## Request
Gather each line of the entries below that contains the word "license", copying every such line in full.

## Input material
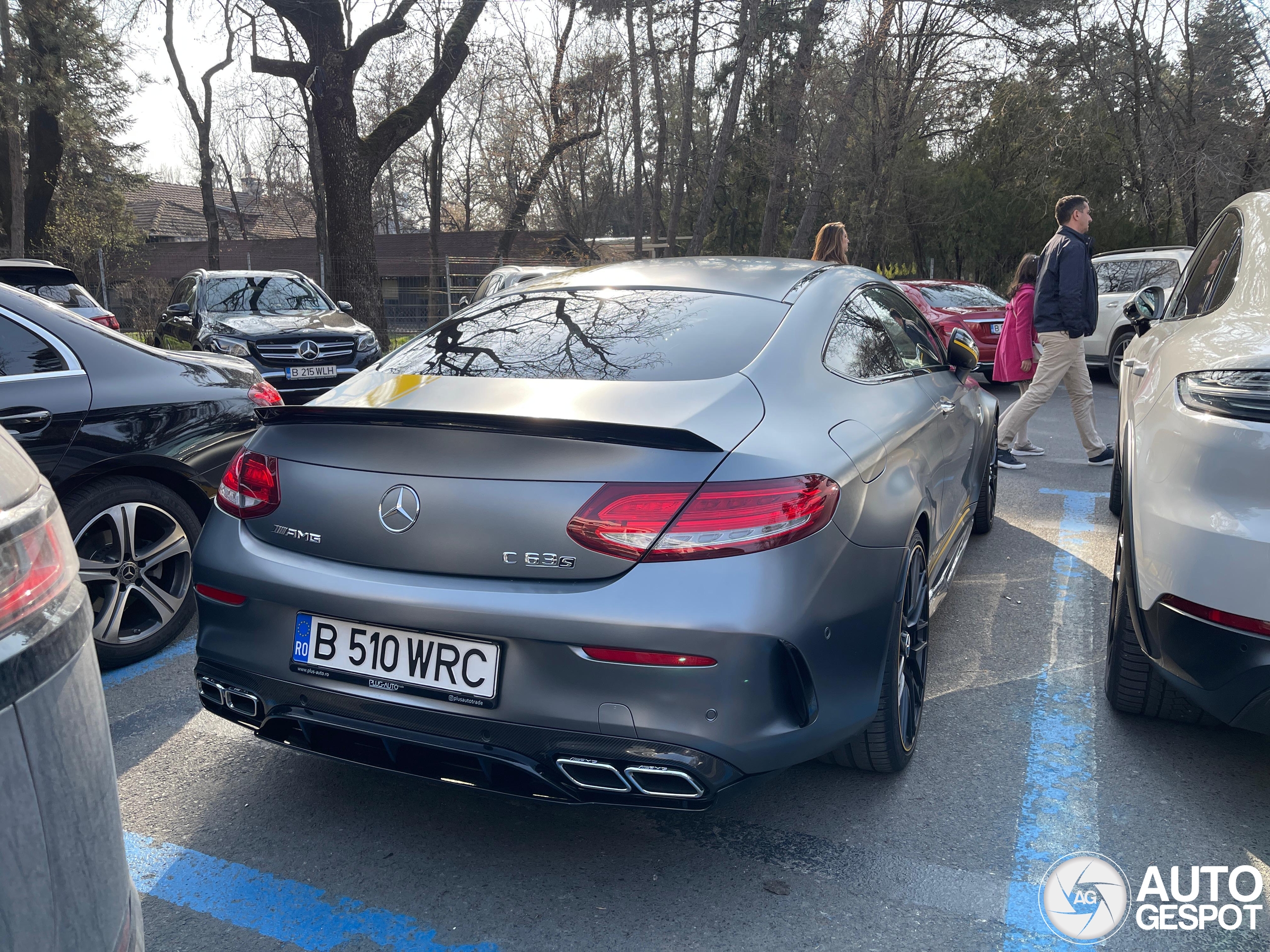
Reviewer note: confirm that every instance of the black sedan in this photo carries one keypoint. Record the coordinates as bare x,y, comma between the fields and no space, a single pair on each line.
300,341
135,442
...
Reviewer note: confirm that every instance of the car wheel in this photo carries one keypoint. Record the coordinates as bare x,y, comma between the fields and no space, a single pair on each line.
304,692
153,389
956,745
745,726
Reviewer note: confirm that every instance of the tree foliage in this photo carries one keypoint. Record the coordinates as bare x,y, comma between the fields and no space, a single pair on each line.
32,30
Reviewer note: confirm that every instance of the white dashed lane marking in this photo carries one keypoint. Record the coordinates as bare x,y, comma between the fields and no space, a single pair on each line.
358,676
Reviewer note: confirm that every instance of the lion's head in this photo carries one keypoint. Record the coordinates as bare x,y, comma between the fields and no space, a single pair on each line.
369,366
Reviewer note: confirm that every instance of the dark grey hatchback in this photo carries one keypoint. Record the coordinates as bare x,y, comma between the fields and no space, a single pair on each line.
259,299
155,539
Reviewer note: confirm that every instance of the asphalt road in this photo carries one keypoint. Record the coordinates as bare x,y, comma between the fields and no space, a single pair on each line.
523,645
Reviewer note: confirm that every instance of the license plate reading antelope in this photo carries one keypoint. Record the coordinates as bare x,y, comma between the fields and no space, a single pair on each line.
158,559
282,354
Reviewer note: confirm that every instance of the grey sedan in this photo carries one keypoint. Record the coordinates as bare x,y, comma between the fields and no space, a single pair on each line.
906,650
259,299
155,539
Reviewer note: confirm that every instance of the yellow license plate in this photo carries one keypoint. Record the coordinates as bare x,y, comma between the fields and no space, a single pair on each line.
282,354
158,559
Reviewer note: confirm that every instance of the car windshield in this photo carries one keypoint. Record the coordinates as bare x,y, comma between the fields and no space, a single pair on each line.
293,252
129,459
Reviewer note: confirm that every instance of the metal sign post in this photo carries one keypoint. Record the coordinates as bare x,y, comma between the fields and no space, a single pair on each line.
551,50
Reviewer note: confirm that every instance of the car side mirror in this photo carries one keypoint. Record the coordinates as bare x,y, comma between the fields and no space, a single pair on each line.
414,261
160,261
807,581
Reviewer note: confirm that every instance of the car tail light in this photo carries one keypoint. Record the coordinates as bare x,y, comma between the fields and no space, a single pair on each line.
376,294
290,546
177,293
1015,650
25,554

## Response to the exercise
Reviewer note: confirm that every instance of the license plate reading antelope in this photo carries one keypoint. Record the coordinates as bare x,y, comma between the fields and no space, a single pair on each line.
Reviewer note: confirm that every instance of the yellow license plate in this photo carries one keypoint. Record the coordinates as bare x,y, comma between the fields and no space, a single pair on each line.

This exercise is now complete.